◆ **Natural language region descriptions**
● ● ●

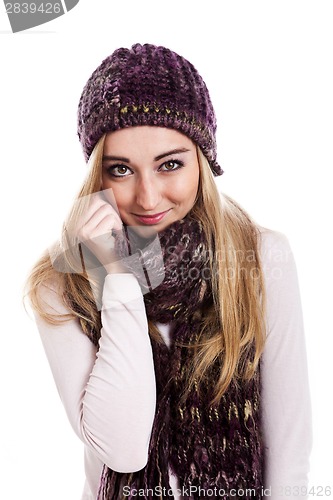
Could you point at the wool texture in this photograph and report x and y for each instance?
(211, 448)
(147, 85)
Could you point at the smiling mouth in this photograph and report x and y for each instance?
(152, 219)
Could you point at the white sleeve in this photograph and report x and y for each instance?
(286, 408)
(109, 396)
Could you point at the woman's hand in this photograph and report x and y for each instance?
(94, 230)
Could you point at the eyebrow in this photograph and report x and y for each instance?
(158, 157)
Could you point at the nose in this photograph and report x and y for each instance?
(148, 193)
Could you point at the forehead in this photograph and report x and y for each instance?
(147, 139)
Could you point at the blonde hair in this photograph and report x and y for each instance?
(233, 329)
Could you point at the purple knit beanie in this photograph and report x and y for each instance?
(147, 85)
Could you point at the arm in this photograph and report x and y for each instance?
(285, 389)
(109, 396)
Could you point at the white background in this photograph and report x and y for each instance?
(268, 65)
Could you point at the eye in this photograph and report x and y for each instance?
(171, 165)
(119, 171)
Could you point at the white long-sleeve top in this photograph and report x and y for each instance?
(110, 395)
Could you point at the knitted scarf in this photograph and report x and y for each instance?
(212, 449)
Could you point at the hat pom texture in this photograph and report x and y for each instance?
(147, 85)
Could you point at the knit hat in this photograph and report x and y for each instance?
(147, 85)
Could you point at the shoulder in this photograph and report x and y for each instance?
(50, 297)
(274, 248)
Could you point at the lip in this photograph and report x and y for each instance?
(151, 219)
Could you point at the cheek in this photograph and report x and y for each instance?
(186, 188)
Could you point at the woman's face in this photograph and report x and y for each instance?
(153, 173)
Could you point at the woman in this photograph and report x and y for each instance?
(171, 321)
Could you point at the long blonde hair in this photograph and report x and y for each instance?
(233, 329)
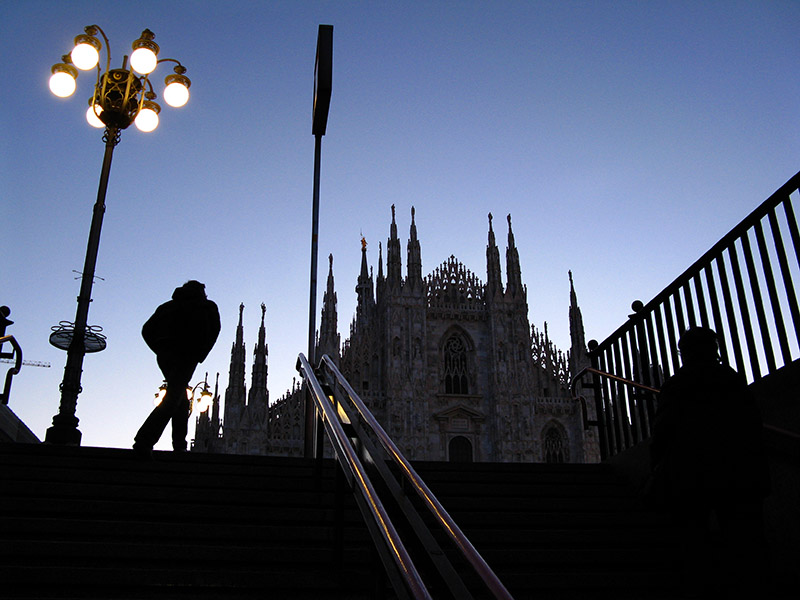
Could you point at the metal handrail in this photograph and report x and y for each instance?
(4, 396)
(358, 478)
(622, 380)
(455, 534)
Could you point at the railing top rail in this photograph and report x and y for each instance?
(349, 460)
(6, 391)
(734, 234)
(622, 380)
(466, 548)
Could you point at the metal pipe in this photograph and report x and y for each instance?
(65, 423)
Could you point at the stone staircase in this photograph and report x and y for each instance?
(102, 523)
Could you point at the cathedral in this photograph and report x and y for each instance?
(450, 366)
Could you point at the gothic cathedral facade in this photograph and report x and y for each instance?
(449, 365)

● ● ●

◆ **What the task requires**
Word for word, repeat each line of the records, and leave every image out.

◆ **Exercise output**
Could you point at the wool texture in this photograph and report x and y for each instance?
(211, 448)
(147, 85)
Could you point at the smiling mouth in this photograph and report x and y for each instance?
(152, 219)
Could you point at the white sleeve in this photograph and report x and y for each instance?
(286, 408)
(109, 396)
Could you point at the woman's hand in this photograph and report x and y for each instance?
(94, 230)
Could you point at the eyebrow in this photograph and report x and y for each instance?
(158, 157)
Could you point at the nose in this photograph and report x and y for each instance?
(148, 193)
Could you point at the forehead in this photograph and report x and y for each instance?
(147, 139)
Could you point at the blonde hair in this photograph and report x and y for each instance?
(233, 329)
Could you point at the purple knit beanie in this photograph and report x and y for each instance?
(147, 85)
Could you point at the arm in this photograph and report x and y for each instance?
(285, 389)
(109, 396)
Could you point at the white background in this photograph and report x and y for each instance?
(268, 65)
Could you point at the eye in this photograph and report x and y for each instance?
(171, 165)
(119, 171)
Could you point at the white long-sleeve top in this photograph and report x and y for each instance?
(110, 395)
Could you point at the knitted scarf in this photograph and report x and y for each instance?
(212, 449)
Could you point at the hat pom texture in this photograph and report x and y for each instance?
(147, 85)
Could you point at the knit hat in this photograph and report x and y for each instance?
(147, 85)
Could you point at the shoulder in this photograph and report x and y for each instance?
(50, 297)
(274, 248)
Could you point at the lip in this photograph and report x and y for each instance?
(151, 219)
Could you point at the cheek in this photograph and report x and y for each instance?
(186, 188)
Could you point at the woman's face in this photograph and report x and y for each instance?
(153, 173)
Could you point at the woman in this photograph and report x and y for each instance?
(171, 321)
Could you point at the long blonde hair in this photograph and report x and y for each instance?
(233, 329)
Could you point at the metal handrail in this photograph and report x and y for each instance?
(4, 396)
(358, 478)
(622, 380)
(455, 534)
Could you point at the railing top rail in this photograph and report x and y for each instance?
(349, 460)
(6, 391)
(734, 234)
(622, 380)
(466, 548)
Could you point at the metal pipe in this photograph and report x and y for each instance?
(65, 423)
Could you point at the stone staircase in this photograph and report x and y for each instance?
(102, 523)
Could you point at the cathedral in this photograph and report x and y for each instance?
(450, 366)
Could you point at the gothic cathedral facade in this photograph and report x and y for each instance?
(449, 365)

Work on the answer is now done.